* [Qué hacer]
¿Qué personajes del Belén aparecen en las figuritas descritas en el texto sobre el mercadillo navideño? Enuméralos todos, sin incluir los animales.

* [Texto dado]
________________

Claro que en ocasiones se me cruzaba un olor a churros paseando por Soria, o brillaban con más insistencia de lo habitual las luces navideñas de cualquier ciudad, o entraba a ver un Belén en la iglesia de turno, y entonces sí sentía que ya había estado antes en una situación parecida, así de acogedora. Y este año virulento sucede que sentimos esa necesidad, más que nunca, de sentirnos arropados por unos olores y luces muy concretas. Quizá fuera por esta razón que me levanté de la siesta el sábado pasado y propuse a mi novia ir al mercadillo navideño de la Plaza Mayor. Ella nunca había ido.
Navidades Pasadas
Antes eran decenas - a mis ojos de niño parecían cientos - de puestos decorados con lucecitas de brillo suave, desplegándose bajo los toldos blancos las pequeñas figuritas del Belén, colocadas por filas y por hileras como militares marchando tras su comandante. Resultaba chistoso porque de lejos, cuando te acercabas a los puestos desde la Calle de Ciudad Rodrigo, las figuritas daban una apariencia de seriedad irresistible, pero bastaba acercarse hasta ellas para descubrir la sonrisa bondadosa del pastor con un corderito echado sobre los hombros, los ojos cansados del viejo calentándose en su hoguera, los soldados romanos mirando a izquierda y derecha con desconfianza, los reyes magos acomodados en sus camellos. Estaban todos allí, bien firmes, y luego aparecía la mano del vendedor para agujerear la formación, al coger el angelito de alas púrpuras que recién le habían pagado.

________________

* [Material mostrado]
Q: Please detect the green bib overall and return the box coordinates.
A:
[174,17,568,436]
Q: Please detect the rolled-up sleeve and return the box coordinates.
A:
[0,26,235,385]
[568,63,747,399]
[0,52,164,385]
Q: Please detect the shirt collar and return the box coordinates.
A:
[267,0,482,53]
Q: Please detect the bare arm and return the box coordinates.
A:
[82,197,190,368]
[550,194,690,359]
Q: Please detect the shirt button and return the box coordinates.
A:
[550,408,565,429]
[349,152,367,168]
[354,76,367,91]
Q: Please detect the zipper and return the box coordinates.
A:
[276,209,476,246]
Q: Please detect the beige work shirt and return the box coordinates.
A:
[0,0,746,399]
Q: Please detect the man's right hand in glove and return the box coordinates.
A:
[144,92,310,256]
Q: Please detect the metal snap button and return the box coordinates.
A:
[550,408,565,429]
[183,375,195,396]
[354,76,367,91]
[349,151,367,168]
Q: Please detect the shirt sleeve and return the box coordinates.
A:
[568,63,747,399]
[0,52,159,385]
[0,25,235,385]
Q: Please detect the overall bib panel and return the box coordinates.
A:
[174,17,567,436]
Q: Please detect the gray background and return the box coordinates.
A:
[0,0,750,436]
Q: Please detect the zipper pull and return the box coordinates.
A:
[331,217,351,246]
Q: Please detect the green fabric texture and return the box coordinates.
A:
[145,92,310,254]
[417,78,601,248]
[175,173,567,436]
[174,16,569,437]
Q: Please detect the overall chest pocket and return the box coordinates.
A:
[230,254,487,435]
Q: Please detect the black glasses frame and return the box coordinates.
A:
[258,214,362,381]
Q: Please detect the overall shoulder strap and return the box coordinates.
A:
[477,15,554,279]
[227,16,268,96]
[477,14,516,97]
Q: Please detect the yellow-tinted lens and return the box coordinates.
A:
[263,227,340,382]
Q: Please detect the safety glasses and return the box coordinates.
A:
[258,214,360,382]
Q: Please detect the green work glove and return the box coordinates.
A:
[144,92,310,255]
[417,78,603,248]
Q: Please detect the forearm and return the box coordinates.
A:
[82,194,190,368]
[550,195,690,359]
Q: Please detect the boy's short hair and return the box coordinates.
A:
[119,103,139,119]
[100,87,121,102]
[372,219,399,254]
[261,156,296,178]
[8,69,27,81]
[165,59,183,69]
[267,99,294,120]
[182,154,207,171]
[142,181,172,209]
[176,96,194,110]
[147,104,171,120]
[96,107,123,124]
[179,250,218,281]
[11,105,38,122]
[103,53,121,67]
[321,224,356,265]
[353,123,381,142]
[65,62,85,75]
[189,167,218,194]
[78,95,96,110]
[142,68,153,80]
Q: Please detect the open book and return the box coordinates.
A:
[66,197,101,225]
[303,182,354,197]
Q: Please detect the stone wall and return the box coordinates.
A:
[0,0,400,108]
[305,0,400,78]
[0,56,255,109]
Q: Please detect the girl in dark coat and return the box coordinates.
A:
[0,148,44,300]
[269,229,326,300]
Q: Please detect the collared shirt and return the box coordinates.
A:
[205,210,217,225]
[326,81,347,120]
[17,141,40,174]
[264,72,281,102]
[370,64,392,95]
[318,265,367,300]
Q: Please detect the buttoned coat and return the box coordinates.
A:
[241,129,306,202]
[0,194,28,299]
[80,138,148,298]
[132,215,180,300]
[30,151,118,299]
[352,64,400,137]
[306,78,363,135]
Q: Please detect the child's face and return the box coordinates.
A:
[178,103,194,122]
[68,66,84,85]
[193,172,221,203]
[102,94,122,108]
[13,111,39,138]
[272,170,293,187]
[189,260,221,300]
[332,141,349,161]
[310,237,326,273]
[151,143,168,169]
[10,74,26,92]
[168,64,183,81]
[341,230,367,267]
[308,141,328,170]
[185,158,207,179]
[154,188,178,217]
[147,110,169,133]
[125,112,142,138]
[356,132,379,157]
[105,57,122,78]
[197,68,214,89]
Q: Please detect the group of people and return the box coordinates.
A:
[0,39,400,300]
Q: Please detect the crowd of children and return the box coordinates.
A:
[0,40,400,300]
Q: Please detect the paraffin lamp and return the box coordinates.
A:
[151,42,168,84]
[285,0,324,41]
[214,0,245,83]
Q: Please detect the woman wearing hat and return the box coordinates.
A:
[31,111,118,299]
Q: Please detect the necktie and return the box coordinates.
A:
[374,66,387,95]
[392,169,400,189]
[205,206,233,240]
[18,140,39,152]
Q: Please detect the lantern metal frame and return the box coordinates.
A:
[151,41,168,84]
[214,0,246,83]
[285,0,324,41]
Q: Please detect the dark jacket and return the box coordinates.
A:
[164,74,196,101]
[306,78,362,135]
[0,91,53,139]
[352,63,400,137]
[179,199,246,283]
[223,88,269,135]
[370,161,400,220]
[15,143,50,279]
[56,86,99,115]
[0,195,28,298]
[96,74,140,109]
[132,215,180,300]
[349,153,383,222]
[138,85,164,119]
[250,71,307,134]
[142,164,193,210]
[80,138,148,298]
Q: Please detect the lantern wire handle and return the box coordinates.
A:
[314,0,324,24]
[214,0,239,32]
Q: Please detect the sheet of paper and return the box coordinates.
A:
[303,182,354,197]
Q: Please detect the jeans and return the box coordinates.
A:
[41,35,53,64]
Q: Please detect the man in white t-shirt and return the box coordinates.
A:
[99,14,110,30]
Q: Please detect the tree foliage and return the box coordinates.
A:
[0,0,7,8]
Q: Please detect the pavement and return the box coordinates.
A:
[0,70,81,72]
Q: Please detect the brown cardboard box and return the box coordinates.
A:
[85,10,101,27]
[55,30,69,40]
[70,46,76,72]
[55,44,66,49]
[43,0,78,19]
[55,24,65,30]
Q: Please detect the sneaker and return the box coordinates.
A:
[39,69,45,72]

________________

* [Respuesta]
- El pastor con un corderito echado sobre los hombros
- El viejo calentándose en su hoguera
- Los soldados romanos
- Los reyes magos
- El angelito de alas púrpuras